THE TASK:
Reproduce the passage on tailless aircraft between "There were several" and "SO obviously was.", inclusive, substituting "Avro" for "Vickers".

# Start of SOURCE TEXT

The DH 106 was designed in 1944 and the swept tailless layout (which they obviously chose not to go with ultimately) was one of three being considered, long before the RAE had the chance to fly the 163. Indeed the De Havilland project's existence heightened the RAE's interest in evaluating the Me 163 when one was captured as a chance to fly the layout early (for us). I am sure that once one was available they looked at the 163 very closely indeed, as you say.

There were several previous projects that shared the 163's layout. One was a large Vickers bomber from 1942, another was a Shorts airliner powered by 5 Griffons, also to the Brabazon comittees requirements, but remember also that Prof GTR Hill built and flew his Pterodactyl aircraft with Westland many years earlier and there is the extensive work in the USA of Jack Northrop, none of which takes anything away from the genius of Alexander Lippisch, but it does not necessarily follow that anything resembling a Lippisch design was copied from it, except the X-4 Bantam of course, which SO obviously was.

# End of SOURCE TEXT
# Start of STORED DATA

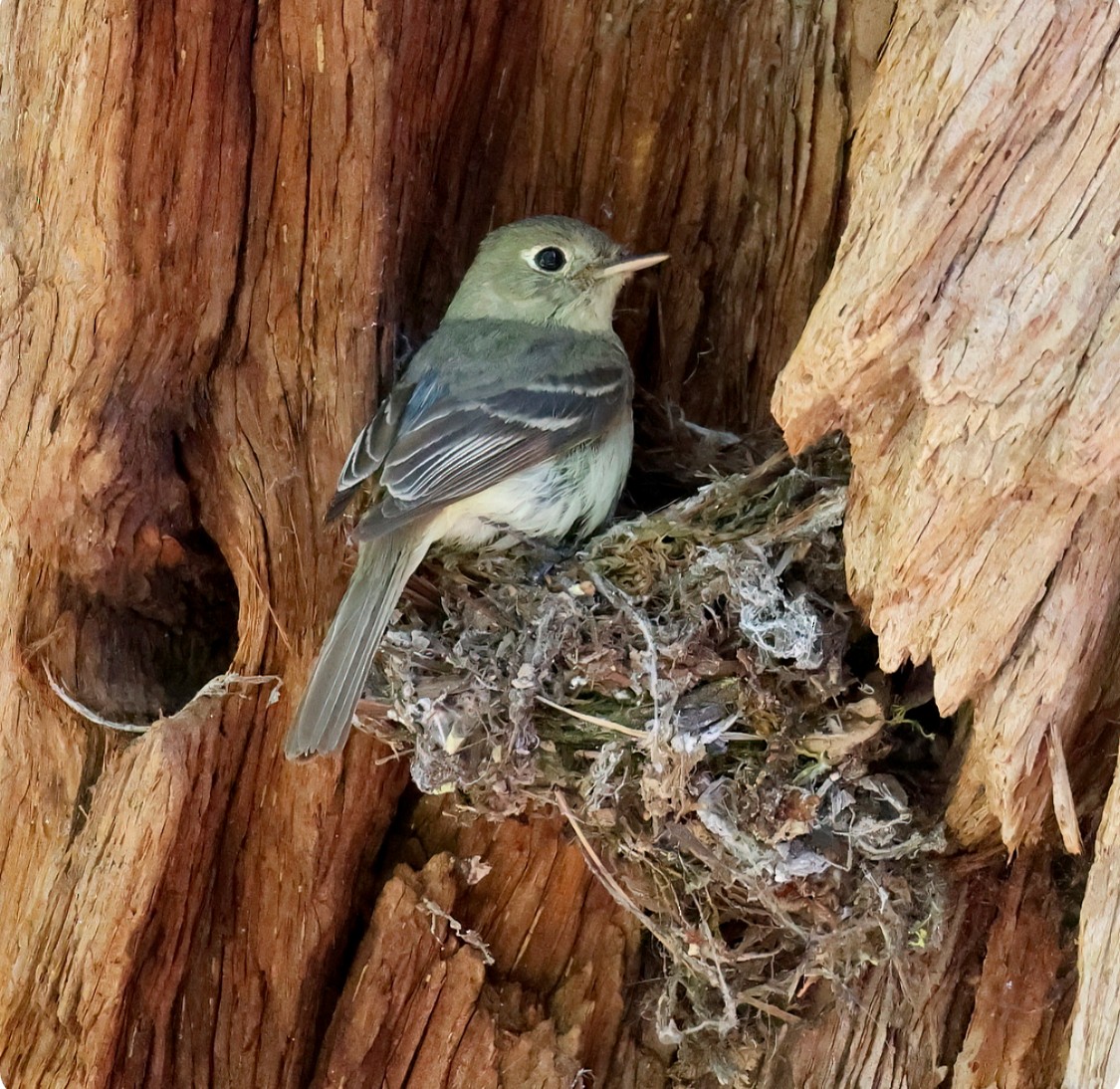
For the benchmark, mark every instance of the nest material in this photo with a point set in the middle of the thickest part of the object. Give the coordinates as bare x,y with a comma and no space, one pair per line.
680,692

# End of STORED DATA

TASK OUTPUT:
There were several previous projects that shared the 163's layout. One was a large Avro bomber from 1942, another was a Shorts airliner powered by 5 Griffons, also to the Brabazon comittees requirements, but remember also that Prof GTR Hill built and flew his Pterodactyl aircraft with Westland many years earlier and there is the extensive work in the USA of Jack Northrop, none of which takes anything away from the genius of Alexander Lippisch, but it does not necessarily follow that anything resembling a Lippisch design was copied from it, except the X-4 Bantam of course, which SO obviously was.